┌─ Text passage

Turner memorialized the meeting with Keisling in a memorandum dated February 1, 1990--a memorandum that Keisling stated she received on February 9. The memorandum repeated the charges of inappropriate behavior, and also set forth a number of alleged deficiencies in Keisling's performance. In the memorandum, Turner gave Keisling a thirty-day probationary period, beginning February 1, in which to demonstrate appropriate professional behavior and to improve her performance. A. 133, 135. Keisling responded to the February 1 memorandum with memoranda of her own, one to the Board of Directors and one to her personnel file, in which she attempted to refute Turner's allegations. A. 136, 138.

On March 2, at the conclusion of the probationary period, Turner and Green met with Keisling and informed her that her employment was to be terminated. They presented Keisling with a memorandum, dated March 2, stating that Green and the Executive Committee of SER had endorsed Turner's decision to terminate Keisling's employment. A. 144. They also presented Keisling with a letter from Turner, also dated March 2, detailing additional instances of alleged inappropriate behavior and inadequate performance. A. 141. Keisling was given an opportunity to appeal her termination to the Board of Directors, which upheld the termination. At the time she was terminated, Keisling was over 40 years old.

└─
┌─ Provided information

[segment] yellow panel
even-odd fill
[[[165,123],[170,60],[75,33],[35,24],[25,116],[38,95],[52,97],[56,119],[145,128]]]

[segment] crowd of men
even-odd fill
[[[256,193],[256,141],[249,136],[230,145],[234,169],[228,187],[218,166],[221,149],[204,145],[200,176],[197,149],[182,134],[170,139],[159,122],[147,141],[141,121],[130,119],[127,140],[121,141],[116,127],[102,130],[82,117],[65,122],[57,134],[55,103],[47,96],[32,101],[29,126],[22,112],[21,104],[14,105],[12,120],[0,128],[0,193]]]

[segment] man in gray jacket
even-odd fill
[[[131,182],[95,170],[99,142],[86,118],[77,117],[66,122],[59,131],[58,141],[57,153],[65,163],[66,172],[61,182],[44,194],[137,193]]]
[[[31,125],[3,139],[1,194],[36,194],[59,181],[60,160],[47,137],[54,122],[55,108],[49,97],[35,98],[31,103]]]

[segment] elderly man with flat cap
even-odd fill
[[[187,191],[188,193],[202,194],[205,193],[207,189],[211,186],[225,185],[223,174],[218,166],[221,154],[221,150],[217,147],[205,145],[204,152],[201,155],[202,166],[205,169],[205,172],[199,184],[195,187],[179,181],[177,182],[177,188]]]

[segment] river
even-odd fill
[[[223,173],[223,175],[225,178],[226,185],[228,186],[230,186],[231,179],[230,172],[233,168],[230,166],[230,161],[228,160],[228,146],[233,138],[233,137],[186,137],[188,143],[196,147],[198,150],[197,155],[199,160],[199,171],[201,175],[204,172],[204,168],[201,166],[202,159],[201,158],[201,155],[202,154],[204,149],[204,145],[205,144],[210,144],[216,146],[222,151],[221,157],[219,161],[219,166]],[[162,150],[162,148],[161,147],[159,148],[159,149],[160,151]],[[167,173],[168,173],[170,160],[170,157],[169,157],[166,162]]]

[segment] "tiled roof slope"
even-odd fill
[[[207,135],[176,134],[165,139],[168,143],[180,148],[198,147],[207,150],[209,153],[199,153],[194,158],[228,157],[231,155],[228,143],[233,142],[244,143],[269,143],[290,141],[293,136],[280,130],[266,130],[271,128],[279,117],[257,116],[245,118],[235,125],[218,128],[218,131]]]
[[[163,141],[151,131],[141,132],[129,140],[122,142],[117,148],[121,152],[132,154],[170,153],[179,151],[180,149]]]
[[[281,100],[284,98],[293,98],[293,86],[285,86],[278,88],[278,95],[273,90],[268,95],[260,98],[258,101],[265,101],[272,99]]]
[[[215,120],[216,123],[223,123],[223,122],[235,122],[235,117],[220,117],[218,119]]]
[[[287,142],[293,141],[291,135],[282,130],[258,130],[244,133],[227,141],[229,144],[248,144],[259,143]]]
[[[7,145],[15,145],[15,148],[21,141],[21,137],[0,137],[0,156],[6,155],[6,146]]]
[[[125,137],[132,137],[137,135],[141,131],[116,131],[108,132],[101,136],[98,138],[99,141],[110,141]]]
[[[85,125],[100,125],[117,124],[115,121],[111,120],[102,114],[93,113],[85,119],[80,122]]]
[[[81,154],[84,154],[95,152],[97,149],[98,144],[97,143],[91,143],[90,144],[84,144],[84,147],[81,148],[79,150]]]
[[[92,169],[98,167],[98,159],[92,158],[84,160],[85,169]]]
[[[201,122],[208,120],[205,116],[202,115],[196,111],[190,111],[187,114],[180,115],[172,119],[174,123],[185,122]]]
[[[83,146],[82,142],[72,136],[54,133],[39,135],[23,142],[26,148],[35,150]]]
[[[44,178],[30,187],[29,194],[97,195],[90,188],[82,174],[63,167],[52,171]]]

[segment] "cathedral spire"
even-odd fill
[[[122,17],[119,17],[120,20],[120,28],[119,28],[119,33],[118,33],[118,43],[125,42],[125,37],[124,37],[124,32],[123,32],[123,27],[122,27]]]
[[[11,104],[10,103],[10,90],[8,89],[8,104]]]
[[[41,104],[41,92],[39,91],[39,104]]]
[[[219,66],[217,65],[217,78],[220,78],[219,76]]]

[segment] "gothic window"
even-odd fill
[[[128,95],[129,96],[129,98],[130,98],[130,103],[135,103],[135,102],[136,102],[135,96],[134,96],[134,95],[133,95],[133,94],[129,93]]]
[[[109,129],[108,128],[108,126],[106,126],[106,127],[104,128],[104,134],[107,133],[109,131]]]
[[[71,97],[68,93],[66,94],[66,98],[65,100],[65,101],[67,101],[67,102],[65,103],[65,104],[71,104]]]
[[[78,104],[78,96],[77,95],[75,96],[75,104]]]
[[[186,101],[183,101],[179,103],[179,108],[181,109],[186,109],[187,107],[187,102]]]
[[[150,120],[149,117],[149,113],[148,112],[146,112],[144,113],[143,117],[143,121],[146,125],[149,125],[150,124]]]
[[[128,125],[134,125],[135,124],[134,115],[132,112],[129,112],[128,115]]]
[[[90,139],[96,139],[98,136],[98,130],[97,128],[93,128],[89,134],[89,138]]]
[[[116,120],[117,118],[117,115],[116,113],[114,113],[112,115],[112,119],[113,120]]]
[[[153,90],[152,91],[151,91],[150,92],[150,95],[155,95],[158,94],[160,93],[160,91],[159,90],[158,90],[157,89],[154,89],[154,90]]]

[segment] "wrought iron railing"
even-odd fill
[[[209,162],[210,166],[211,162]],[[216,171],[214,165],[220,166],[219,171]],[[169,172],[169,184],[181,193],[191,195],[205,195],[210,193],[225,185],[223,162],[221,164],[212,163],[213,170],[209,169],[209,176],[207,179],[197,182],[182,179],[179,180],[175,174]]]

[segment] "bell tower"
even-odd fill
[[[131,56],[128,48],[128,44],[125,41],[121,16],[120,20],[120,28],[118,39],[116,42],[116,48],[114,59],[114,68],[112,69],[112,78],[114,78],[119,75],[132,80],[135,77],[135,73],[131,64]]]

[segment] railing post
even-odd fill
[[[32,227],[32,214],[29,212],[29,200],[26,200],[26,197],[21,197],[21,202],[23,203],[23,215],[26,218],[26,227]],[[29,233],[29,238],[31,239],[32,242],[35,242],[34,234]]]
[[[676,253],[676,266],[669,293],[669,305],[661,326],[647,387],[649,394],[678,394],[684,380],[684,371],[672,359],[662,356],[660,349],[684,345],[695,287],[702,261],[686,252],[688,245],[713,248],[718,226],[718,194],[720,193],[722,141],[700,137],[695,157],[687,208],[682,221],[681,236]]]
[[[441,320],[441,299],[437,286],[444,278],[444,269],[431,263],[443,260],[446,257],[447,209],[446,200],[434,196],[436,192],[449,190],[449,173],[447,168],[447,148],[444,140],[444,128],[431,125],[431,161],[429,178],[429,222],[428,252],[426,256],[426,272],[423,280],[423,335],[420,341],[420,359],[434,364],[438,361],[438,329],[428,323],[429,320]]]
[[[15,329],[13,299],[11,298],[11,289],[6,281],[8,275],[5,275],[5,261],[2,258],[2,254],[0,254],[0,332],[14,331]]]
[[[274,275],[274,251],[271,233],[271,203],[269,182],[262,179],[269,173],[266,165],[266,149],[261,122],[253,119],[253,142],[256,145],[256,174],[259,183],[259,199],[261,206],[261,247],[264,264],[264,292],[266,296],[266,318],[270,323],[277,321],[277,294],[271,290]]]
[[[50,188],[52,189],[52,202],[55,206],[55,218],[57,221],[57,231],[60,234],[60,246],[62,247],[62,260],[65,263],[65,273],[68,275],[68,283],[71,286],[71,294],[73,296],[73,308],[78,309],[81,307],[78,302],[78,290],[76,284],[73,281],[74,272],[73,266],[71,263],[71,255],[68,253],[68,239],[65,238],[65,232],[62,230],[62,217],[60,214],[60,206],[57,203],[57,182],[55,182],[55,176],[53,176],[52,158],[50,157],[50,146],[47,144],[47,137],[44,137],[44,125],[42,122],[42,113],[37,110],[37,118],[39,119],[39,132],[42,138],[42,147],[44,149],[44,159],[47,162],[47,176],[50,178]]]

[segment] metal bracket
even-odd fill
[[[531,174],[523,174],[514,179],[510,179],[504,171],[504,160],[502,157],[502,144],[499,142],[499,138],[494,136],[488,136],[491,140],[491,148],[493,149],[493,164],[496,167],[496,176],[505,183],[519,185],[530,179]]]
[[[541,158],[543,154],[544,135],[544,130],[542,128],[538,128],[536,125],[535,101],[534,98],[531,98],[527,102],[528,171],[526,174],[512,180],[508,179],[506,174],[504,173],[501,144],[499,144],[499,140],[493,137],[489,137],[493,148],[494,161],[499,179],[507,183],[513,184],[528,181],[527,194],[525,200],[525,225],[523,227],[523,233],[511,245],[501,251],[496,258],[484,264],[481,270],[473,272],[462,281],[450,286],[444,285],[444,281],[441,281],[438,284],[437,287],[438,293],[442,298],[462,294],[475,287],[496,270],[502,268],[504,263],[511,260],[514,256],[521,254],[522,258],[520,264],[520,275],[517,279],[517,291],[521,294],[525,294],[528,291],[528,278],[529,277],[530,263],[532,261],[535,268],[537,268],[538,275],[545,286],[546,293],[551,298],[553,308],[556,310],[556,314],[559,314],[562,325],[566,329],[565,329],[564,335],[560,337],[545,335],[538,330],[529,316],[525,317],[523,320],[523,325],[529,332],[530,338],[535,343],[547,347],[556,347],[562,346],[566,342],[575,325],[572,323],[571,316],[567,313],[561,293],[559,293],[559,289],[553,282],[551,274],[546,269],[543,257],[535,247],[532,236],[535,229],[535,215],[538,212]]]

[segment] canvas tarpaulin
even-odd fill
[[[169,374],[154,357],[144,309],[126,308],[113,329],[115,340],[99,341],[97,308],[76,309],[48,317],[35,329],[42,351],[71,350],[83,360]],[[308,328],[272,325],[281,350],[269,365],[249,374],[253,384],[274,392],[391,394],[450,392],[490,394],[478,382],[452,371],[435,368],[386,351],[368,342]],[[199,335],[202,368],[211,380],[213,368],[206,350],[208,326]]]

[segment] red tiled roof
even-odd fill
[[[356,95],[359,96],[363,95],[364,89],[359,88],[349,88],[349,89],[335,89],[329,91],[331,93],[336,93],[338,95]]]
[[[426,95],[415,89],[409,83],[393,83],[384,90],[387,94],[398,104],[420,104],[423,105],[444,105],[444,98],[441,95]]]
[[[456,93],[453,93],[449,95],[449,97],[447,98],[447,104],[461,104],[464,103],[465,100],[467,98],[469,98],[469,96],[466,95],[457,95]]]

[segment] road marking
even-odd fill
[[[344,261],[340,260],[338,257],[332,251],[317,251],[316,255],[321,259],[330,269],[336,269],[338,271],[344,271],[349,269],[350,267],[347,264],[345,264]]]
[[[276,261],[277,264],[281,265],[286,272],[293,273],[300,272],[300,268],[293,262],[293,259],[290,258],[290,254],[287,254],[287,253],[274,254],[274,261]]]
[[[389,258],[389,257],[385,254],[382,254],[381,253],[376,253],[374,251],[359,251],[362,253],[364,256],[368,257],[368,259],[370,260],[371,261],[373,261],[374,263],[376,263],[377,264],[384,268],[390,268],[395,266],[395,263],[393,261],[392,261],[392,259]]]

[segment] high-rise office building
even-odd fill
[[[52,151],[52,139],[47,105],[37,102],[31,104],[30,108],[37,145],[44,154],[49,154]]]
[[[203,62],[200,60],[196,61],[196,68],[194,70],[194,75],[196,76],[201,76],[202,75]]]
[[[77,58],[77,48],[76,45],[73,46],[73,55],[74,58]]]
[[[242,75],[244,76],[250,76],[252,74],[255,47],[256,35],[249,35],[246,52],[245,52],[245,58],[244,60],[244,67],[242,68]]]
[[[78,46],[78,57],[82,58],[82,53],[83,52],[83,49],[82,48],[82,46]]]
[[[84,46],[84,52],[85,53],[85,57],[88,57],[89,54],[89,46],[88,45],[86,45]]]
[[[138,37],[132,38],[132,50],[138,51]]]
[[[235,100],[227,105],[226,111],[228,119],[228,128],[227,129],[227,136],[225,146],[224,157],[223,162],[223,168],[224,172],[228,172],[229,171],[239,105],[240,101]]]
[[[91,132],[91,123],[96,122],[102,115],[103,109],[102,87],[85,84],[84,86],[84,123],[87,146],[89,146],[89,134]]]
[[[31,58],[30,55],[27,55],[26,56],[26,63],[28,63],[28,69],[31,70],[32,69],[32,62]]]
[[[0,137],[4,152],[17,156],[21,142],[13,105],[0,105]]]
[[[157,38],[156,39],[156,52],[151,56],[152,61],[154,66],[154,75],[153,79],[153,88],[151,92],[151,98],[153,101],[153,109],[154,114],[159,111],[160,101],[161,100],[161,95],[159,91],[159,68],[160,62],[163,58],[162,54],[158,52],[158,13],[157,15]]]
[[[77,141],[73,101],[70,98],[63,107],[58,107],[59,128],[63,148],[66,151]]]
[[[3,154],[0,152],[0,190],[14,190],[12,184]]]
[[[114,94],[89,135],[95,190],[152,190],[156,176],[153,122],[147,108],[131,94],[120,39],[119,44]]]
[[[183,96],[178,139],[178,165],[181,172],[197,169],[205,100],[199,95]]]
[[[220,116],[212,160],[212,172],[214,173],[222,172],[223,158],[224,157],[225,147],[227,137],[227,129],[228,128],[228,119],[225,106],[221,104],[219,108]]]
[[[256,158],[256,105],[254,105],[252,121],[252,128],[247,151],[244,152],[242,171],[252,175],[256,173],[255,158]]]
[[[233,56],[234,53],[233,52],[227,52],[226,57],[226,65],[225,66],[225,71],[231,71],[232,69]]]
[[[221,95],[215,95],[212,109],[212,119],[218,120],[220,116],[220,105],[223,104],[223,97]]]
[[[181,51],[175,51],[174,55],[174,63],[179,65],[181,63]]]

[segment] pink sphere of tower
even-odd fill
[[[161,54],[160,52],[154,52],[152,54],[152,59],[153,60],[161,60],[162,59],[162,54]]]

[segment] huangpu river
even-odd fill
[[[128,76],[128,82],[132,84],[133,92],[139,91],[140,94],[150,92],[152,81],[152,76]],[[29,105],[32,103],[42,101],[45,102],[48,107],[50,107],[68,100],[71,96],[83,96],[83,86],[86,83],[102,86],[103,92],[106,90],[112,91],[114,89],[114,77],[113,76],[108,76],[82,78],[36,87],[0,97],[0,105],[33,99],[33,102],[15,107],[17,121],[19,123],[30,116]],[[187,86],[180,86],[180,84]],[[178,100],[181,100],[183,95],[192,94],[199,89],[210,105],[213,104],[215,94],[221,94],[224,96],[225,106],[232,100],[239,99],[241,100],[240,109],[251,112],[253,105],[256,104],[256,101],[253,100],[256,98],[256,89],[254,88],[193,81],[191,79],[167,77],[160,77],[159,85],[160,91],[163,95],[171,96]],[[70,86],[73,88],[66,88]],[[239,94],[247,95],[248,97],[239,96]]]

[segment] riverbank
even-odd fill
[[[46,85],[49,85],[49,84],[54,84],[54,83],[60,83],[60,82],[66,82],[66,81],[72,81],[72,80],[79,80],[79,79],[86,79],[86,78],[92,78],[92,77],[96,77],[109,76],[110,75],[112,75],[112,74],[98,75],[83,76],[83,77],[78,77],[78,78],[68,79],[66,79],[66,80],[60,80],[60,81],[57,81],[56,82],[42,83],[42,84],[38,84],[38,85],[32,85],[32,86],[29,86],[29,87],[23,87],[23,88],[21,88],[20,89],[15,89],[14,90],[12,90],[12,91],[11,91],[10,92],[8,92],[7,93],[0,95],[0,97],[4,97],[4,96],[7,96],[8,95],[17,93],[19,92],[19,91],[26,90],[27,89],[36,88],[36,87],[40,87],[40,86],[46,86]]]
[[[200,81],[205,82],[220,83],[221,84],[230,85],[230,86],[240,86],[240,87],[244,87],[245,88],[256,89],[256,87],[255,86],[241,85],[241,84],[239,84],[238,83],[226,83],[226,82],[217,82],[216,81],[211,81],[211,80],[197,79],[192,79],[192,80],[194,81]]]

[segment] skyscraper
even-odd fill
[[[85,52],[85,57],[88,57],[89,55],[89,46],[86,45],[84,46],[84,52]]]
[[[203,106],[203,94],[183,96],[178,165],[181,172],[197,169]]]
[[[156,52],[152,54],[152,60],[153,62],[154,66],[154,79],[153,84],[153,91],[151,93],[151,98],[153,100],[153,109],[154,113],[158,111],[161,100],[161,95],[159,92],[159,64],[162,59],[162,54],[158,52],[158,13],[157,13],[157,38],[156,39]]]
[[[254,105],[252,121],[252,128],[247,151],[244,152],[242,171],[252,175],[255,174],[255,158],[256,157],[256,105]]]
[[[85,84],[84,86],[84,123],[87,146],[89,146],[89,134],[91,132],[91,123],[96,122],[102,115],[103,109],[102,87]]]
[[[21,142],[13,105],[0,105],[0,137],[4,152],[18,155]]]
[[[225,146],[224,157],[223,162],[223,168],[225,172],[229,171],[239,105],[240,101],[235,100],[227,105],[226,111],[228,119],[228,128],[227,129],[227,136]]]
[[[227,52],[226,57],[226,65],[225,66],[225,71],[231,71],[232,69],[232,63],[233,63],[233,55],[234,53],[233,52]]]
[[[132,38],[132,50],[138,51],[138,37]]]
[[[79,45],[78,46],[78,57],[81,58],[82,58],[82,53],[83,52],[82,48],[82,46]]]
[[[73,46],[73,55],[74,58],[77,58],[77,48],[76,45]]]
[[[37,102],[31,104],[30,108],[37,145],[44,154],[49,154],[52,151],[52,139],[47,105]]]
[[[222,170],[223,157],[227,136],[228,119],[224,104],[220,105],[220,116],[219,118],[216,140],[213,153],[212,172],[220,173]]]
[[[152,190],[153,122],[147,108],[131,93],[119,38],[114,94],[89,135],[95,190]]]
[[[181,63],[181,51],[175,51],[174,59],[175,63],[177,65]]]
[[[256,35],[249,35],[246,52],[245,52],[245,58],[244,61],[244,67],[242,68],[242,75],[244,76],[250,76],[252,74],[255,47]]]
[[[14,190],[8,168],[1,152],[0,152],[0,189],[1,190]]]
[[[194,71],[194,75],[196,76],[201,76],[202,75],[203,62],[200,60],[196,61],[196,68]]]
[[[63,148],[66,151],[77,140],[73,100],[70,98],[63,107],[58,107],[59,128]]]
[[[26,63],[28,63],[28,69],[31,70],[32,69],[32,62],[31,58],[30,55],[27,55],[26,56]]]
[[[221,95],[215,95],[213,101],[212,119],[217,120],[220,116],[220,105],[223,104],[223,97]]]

└─

● **Required task A**:
Do the following statements agree with the passage about Keisling's termination? Answer yes or no for each, and quote the words from the passage that decide it.
(i) Keisling said she received the February 1 memorandum on February 9.
(ii) Turner gave Keisling a sixty-day probationary period.
(iii) The Board of Directors reversed Keisling's termination.
● **Required task B**:
Write the next part of the passage about Keisling's termination, starting after its final sentence.
The entries after the passage are separate material and have no connection to it.

● **Task output A**:
(i) Yes: "a memorandum that Keisling stated she received on February 9."
(ii) No: "Turner gave Keisling a thirty-day probationary period, beginning February 1."
(iii) No: "Keisling was given an opportunity to appeal her termination to the Board of Directors, which upheld the termination."

● **Task output B**:
II. ANALYSIS

From the jury's verdict in favor of plaintiff Keisling, the three defendants have appealed. Four grounds for appeal are advanced. Of these, it is only necessary to address two in detail. 2 First, defendants claim that the district court erred in failing to grant their post-trial motion for judgment as a matter of law. Second, they argue that the district court committed prejudicial error in excluding testimony regarding age-related statements allegedly made by defendant Green and by Keisling herself. These arguments will be addressed in turn.

A. Denial of Motion for Judgment as a Matter of Law

Defendants argue that the district court erred in denying their motion for judgment as a matter of law. They claim that Keisling failed to introduce evidence at trial sufficient even to establish a prima facie case of discrimination, much less to carry her ultimate burden of proof.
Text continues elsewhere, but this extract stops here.